**Exercise directions:**
Check every line of the data below for the word "wrist", then give only the number of lines that have it.

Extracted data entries
- Opening Delimiter -

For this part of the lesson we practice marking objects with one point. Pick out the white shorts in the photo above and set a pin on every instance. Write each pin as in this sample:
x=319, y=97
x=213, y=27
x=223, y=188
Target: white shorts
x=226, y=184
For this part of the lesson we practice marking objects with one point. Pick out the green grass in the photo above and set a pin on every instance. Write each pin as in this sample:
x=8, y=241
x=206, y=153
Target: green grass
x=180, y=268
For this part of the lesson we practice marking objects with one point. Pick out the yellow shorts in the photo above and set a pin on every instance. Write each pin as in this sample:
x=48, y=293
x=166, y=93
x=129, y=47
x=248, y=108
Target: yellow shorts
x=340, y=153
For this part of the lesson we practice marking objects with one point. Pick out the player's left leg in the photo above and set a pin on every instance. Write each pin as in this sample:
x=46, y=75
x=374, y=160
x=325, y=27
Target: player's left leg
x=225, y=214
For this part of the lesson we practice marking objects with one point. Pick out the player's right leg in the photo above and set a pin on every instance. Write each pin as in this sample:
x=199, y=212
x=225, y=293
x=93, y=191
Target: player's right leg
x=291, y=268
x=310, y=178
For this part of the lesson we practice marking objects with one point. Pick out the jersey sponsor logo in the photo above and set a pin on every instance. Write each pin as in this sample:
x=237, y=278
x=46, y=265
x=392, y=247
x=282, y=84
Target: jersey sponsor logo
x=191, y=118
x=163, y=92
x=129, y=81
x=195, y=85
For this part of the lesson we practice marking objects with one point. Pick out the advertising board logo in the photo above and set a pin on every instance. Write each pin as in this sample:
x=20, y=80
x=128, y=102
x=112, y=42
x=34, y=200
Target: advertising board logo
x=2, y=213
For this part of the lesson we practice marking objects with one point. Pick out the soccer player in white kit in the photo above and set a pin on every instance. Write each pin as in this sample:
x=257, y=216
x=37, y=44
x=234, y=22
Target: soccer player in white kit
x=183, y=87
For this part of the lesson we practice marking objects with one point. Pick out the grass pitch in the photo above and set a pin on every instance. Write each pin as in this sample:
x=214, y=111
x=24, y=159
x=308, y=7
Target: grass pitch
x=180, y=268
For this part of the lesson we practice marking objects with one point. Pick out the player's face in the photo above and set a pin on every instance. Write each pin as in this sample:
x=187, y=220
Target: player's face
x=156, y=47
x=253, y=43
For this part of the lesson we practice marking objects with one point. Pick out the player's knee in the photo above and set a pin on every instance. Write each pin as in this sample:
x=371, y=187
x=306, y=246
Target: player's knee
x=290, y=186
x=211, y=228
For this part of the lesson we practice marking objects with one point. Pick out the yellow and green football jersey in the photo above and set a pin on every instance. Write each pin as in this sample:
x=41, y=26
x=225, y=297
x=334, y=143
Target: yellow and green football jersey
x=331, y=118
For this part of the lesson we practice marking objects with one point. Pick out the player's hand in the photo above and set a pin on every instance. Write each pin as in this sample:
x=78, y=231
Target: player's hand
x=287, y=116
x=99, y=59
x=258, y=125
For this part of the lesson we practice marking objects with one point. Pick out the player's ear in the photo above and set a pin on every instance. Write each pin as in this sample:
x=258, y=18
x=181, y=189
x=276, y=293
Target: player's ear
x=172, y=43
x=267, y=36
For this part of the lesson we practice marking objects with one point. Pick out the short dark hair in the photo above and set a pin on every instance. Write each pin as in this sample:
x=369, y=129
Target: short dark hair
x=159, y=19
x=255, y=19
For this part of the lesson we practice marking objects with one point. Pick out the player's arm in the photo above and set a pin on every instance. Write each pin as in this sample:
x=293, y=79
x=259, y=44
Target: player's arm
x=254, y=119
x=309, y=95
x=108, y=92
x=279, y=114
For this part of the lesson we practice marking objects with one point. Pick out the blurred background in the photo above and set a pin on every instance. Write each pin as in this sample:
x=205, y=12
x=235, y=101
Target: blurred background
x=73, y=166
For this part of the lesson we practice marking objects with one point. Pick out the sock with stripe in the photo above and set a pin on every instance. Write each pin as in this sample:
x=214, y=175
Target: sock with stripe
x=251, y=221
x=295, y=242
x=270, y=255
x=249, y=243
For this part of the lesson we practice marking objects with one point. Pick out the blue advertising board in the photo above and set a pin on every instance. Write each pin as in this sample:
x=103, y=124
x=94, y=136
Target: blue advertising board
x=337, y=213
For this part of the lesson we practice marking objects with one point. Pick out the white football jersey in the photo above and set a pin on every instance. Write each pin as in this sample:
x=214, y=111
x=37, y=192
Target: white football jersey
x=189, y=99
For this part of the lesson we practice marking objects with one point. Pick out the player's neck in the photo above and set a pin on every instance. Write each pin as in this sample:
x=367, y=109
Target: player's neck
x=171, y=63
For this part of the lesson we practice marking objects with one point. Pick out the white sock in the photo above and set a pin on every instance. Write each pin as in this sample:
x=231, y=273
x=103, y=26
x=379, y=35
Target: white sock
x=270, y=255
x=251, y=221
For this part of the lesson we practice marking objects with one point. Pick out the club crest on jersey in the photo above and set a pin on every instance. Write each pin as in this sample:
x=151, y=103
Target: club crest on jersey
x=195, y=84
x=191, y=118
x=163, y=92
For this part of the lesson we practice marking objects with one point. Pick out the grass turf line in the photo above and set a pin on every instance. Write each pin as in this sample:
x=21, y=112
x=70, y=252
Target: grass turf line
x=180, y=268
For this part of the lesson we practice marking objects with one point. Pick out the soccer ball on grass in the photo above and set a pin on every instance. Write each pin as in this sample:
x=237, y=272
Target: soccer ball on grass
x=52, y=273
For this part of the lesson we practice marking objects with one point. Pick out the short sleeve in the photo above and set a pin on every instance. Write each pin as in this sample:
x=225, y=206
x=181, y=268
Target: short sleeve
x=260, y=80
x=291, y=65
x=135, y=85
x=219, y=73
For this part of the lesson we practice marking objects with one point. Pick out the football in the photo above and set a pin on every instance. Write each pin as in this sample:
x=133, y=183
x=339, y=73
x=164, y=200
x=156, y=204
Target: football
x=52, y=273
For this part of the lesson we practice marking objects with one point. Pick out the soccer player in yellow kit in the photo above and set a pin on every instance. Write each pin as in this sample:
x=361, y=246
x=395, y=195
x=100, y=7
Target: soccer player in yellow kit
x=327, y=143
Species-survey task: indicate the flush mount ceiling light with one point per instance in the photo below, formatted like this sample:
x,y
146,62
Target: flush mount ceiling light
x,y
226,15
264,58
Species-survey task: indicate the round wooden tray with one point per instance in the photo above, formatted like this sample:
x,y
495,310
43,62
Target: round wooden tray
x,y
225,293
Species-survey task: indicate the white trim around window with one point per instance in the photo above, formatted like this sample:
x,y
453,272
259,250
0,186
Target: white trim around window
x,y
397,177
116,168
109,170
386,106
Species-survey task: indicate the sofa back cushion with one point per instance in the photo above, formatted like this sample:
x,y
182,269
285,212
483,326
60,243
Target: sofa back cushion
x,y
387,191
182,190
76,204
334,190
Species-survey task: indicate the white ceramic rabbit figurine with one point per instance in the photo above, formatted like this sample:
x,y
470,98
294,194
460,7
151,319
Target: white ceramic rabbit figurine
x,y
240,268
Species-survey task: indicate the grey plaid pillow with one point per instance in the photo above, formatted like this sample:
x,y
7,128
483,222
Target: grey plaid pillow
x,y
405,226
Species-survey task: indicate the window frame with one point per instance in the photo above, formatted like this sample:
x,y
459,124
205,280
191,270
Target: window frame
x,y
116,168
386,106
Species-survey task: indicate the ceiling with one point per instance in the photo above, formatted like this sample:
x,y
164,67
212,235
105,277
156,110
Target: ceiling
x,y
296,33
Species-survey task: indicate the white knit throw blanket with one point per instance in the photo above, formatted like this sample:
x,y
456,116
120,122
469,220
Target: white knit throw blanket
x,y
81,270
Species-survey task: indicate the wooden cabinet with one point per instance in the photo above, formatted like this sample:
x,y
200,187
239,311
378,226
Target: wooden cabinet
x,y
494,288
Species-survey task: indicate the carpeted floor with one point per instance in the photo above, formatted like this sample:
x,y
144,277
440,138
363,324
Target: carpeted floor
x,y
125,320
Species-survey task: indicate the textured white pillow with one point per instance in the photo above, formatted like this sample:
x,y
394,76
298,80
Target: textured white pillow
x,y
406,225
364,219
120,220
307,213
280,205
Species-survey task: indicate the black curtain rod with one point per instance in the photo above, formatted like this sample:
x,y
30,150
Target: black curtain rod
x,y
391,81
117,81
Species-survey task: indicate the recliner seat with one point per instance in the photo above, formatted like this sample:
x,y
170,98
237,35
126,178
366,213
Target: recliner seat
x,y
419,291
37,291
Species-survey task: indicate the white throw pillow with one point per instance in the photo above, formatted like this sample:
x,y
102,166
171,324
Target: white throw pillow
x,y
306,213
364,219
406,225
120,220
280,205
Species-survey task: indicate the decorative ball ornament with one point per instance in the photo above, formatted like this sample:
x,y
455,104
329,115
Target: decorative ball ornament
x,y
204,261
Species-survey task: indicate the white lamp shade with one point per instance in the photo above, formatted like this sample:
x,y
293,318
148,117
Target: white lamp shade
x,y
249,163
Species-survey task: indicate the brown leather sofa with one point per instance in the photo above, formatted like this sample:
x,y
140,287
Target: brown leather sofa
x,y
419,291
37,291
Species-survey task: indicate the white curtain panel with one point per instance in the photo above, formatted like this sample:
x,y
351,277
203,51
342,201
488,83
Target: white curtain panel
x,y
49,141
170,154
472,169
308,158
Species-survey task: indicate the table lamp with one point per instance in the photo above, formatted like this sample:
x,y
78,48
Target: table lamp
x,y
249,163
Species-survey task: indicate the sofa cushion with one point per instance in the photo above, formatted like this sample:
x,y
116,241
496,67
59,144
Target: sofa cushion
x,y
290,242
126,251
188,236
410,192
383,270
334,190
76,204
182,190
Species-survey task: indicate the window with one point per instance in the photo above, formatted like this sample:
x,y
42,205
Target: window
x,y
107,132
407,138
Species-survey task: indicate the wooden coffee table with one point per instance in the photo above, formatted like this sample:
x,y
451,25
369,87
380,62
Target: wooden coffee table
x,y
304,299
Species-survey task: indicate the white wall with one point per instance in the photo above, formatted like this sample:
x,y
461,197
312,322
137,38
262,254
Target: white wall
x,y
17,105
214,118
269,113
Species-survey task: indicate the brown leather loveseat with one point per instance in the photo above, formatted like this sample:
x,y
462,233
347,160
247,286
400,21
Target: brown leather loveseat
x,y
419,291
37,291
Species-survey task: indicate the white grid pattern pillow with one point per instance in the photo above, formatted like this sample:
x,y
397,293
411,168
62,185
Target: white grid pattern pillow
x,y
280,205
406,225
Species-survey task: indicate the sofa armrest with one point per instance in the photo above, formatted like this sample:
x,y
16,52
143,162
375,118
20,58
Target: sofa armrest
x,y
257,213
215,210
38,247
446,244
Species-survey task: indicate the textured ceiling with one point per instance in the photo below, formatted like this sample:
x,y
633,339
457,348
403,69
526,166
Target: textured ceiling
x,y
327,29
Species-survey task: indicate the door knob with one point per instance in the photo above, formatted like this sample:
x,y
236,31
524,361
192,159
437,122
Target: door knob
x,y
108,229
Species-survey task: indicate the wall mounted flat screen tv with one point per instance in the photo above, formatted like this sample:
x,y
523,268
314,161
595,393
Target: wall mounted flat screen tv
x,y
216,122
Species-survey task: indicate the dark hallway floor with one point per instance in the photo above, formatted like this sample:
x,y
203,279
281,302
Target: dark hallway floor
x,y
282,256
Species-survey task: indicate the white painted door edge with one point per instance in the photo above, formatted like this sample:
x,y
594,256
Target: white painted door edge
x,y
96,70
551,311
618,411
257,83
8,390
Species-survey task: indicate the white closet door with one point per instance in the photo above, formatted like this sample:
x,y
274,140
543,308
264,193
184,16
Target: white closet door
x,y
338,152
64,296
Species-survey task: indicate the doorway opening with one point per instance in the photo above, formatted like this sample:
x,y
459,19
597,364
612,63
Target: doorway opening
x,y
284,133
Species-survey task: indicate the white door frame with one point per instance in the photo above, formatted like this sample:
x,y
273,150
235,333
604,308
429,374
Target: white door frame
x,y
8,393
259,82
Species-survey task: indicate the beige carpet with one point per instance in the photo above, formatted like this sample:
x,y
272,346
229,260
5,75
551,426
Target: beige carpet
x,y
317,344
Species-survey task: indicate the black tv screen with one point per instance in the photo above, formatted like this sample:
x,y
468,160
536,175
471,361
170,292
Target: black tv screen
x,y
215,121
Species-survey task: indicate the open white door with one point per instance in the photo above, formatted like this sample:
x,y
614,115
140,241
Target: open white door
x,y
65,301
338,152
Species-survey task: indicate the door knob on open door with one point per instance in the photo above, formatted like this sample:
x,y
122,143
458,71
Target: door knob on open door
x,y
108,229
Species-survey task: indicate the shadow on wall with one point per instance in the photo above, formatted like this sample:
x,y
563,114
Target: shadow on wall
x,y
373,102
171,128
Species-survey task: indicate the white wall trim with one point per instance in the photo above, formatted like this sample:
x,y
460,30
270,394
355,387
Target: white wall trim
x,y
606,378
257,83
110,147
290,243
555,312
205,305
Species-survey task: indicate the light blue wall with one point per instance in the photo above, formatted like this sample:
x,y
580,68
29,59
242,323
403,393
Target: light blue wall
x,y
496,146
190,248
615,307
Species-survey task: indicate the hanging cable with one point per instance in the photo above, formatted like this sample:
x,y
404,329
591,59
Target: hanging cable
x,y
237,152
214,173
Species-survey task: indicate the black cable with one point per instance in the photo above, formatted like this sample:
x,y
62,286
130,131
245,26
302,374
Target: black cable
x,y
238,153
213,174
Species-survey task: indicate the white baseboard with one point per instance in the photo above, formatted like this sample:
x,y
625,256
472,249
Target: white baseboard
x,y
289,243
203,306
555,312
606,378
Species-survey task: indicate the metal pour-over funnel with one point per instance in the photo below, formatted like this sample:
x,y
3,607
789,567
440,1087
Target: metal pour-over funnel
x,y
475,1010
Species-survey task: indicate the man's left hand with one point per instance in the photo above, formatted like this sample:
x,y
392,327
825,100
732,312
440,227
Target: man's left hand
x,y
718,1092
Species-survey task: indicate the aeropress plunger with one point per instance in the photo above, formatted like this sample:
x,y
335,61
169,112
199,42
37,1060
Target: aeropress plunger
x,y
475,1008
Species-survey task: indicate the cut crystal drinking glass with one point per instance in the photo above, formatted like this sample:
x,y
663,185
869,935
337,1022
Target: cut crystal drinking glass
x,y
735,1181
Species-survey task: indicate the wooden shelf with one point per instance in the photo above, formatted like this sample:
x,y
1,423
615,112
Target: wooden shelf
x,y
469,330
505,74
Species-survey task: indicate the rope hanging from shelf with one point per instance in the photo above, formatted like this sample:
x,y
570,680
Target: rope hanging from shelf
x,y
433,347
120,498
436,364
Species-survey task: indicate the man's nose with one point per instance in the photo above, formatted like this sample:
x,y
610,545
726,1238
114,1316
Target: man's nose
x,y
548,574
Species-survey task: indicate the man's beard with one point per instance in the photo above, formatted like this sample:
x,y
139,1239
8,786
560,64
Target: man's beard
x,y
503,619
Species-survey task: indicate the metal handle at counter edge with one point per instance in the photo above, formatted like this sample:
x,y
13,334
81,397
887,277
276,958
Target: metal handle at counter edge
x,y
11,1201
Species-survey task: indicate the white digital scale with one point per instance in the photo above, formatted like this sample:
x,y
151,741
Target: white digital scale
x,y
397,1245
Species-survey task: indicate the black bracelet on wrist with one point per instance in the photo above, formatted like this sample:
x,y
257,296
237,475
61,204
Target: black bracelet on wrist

- Closing Delimiter -

**Expected answer:**
2